§ **INPUT DATA**
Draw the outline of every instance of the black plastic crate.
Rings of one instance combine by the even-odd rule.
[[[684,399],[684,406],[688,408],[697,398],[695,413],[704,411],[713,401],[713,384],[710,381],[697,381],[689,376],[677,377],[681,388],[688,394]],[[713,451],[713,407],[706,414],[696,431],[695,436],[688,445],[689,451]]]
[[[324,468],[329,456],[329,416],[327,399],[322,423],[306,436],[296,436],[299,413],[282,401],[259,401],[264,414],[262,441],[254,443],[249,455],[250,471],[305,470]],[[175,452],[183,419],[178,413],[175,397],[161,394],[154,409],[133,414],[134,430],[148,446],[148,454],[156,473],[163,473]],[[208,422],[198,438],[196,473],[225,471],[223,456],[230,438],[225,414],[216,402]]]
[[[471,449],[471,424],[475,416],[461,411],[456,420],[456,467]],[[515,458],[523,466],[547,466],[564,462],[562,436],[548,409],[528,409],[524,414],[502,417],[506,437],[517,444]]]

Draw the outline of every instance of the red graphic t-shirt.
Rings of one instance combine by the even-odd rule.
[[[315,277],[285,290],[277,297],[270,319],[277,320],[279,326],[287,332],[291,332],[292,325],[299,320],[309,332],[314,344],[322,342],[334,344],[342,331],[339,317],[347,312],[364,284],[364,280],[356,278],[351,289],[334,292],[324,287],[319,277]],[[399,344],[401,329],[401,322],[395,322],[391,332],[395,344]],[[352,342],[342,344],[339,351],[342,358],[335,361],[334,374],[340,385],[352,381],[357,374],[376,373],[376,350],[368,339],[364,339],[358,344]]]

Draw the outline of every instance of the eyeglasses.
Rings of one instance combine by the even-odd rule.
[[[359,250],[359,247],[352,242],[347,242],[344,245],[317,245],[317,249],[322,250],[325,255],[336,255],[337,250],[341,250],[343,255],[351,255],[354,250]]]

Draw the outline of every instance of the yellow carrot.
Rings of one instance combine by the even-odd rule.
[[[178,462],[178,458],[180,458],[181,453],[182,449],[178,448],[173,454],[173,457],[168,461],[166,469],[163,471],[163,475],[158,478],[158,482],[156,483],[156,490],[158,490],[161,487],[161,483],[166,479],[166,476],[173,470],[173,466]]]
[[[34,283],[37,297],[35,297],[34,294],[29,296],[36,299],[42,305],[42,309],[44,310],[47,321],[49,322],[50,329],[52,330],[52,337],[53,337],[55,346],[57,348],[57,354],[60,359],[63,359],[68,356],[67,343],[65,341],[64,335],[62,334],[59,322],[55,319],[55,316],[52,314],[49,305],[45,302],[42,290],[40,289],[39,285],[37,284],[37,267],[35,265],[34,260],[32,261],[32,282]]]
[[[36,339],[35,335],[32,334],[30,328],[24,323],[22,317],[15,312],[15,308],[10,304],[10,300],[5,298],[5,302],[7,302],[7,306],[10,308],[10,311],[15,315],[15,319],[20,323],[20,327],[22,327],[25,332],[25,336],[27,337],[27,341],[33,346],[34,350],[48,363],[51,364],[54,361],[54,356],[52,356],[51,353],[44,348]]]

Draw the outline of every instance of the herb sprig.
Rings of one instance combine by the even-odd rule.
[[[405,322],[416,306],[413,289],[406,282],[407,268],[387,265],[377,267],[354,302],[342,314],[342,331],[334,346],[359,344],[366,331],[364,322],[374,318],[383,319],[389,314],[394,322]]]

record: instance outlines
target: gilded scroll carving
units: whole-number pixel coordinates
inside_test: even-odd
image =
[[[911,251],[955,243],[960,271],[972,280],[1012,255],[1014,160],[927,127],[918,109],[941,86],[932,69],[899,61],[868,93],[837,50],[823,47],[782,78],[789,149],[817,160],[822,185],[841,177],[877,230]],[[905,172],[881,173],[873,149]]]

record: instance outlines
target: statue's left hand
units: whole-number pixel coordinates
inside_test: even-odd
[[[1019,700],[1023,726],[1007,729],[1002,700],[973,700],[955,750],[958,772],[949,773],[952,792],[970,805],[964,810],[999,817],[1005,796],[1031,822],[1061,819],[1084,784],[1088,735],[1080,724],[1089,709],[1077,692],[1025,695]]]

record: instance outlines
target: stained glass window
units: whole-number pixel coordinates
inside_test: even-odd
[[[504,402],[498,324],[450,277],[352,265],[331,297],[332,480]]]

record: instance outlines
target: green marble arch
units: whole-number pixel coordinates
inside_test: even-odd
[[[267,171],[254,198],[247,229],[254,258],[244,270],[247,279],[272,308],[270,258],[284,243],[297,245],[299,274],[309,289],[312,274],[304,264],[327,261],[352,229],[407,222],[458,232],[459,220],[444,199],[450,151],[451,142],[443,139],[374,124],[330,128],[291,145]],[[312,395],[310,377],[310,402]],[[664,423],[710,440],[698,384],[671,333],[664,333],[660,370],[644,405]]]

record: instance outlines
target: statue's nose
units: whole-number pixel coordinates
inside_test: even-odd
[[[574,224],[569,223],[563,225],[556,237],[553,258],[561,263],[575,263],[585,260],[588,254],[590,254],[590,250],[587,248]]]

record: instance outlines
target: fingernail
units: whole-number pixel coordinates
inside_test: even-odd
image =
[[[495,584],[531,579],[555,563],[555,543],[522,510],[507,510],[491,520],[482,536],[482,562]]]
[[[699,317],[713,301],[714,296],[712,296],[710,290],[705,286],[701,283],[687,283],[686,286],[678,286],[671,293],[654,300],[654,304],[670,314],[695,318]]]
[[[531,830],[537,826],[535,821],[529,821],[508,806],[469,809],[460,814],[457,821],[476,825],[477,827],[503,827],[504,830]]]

§ **PROBLEM TO SOLVE**
All of the data shown above must be copied exactly.

§ **WRITTEN RESPONSE**
Draw the outline of every instance of the black plastic crate.
Rings of one instance combine by the even-odd rule.
[[[684,399],[684,406],[688,408],[697,398],[695,413],[704,411],[713,401],[713,384],[710,381],[697,381],[689,376],[677,377],[681,388],[688,394]],[[713,451],[713,407],[706,414],[696,431],[695,436],[688,445],[689,451]]]
[[[324,468],[329,456],[329,416],[327,399],[322,423],[306,436],[296,436],[299,413],[282,401],[259,401],[264,414],[262,441],[254,443],[249,455],[250,471],[305,470]],[[175,452],[183,419],[178,413],[175,397],[161,394],[154,409],[133,414],[134,430],[148,446],[148,454],[156,473],[163,473]],[[208,422],[198,438],[196,473],[225,471],[223,456],[230,438],[225,414],[216,402]]]
[[[471,449],[471,424],[475,416],[461,411],[456,420],[456,467]],[[515,458],[523,466],[547,466],[564,462],[562,436],[548,409],[528,409],[524,414],[502,417],[506,437],[517,444]]]

Draw the outline of every instance of the red graphic t-shirt.
Rings of one instance combine by the even-odd rule.
[[[315,277],[285,290],[277,297],[270,319],[277,320],[279,326],[287,332],[291,332],[292,325],[299,320],[309,332],[314,344],[322,342],[334,344],[342,331],[339,317],[347,312],[364,284],[364,280],[356,278],[351,289],[334,292],[324,287],[319,277]],[[399,344],[401,329],[401,322],[395,322],[391,332],[395,344]],[[352,342],[342,344],[339,351],[342,358],[335,361],[334,374],[340,385],[352,381],[357,374],[376,373],[376,350],[368,339],[364,339],[358,344]]]

Draw the outline of every instance of the eyeglasses.
Rings of one instance combine by the even-odd rule.
[[[359,250],[359,247],[352,242],[347,242],[344,245],[317,245],[317,249],[322,250],[325,255],[336,255],[337,250],[341,250],[343,255],[351,255],[354,250]]]

Draw the outline of every instance of the yellow carrot.
Rings of one instance combine by the even-odd rule.
[[[178,462],[178,458],[180,458],[181,453],[182,449],[178,448],[173,454],[173,457],[168,461],[166,469],[163,471],[163,475],[158,478],[158,482],[156,483],[156,490],[158,490],[161,487],[161,483],[166,479],[166,476],[173,470],[173,466]]]
[[[34,283],[37,297],[35,297],[34,294],[29,296],[36,299],[42,305],[42,309],[44,310],[47,321],[49,322],[50,329],[52,330],[52,337],[53,337],[55,346],[57,348],[57,354],[60,359],[63,359],[68,356],[67,343],[65,341],[64,335],[62,334],[59,322],[55,319],[55,316],[52,314],[49,305],[45,302],[42,290],[40,289],[39,285],[37,284],[37,267],[35,265],[34,260],[32,261],[32,282]]]
[[[36,339],[35,335],[32,334],[30,328],[24,323],[22,317],[15,312],[15,308],[10,304],[10,300],[5,298],[5,302],[7,302],[7,306],[10,308],[10,311],[15,315],[15,319],[20,323],[20,327],[22,327],[25,332],[25,336],[27,337],[27,341],[33,346],[34,350],[48,363],[51,364],[54,361],[54,356],[52,356],[51,353],[44,348]]]

Draw the outline of every instance of the herb sprig.
Rings of one instance combine by the even-odd rule.
[[[405,322],[416,306],[413,289],[406,282],[407,268],[387,265],[377,267],[354,302],[342,314],[342,331],[334,346],[359,344],[366,331],[364,322],[374,318],[383,319],[389,314],[394,322]]]

record: instance outlines
target: gilded scroll carving
units: whole-number pixel coordinates
inside_test: even-odd
image =
[[[911,251],[955,243],[960,271],[972,280],[1012,255],[1014,160],[927,127],[918,109],[941,86],[932,69],[899,61],[868,93],[837,50],[823,47],[782,78],[789,149],[817,160],[822,185],[841,177],[877,230]],[[905,172],[881,173],[873,149]]]

record: instance outlines
target: statue's left hand
units: whole-number pixel coordinates
inside_test: even-odd
[[[1019,700],[1023,726],[1007,729],[1002,700],[973,700],[955,750],[958,772],[949,773],[952,792],[970,805],[964,810],[999,817],[1005,796],[1031,822],[1061,819],[1084,784],[1088,735],[1080,724],[1089,709],[1077,692],[1025,695]]]

record: instance outlines
target: stained glass window
units: whole-number pixel coordinates
inside_test: even-odd
[[[504,402],[498,324],[450,277],[352,265],[331,297],[332,480]]]

record: instance outlines
target: green marble arch
units: whole-number pixel coordinates
inside_test: even-odd
[[[267,171],[254,198],[247,229],[254,258],[244,270],[247,279],[272,308],[270,258],[284,243],[297,245],[299,274],[309,289],[312,274],[304,264],[327,261],[352,229],[407,222],[458,232],[459,220],[444,199],[450,151],[451,142],[443,139],[374,124],[330,128],[291,145]],[[312,395],[310,377],[310,402]],[[664,423],[710,440],[698,384],[671,333],[664,333],[660,370],[644,405]]]

record: instance outlines
target: statue's nose
units: whole-number pixel coordinates
inside_test: even-odd
[[[574,224],[569,223],[563,225],[556,237],[553,258],[561,263],[575,263],[585,260],[588,254],[590,254],[590,250],[587,248]]]

record: instance outlines
target: fingernail
units: whole-number pixel coordinates
inside_test: even-odd
image =
[[[495,584],[531,579],[555,563],[555,543],[522,510],[507,510],[491,520],[482,536],[482,562]]]
[[[699,317],[713,301],[714,296],[712,296],[710,290],[705,286],[701,283],[687,283],[686,286],[678,286],[671,293],[654,300],[654,304],[670,314],[695,318]]]
[[[531,830],[537,826],[535,821],[529,821],[508,806],[469,809],[460,814],[457,821],[476,825],[477,827],[503,827],[504,830]]]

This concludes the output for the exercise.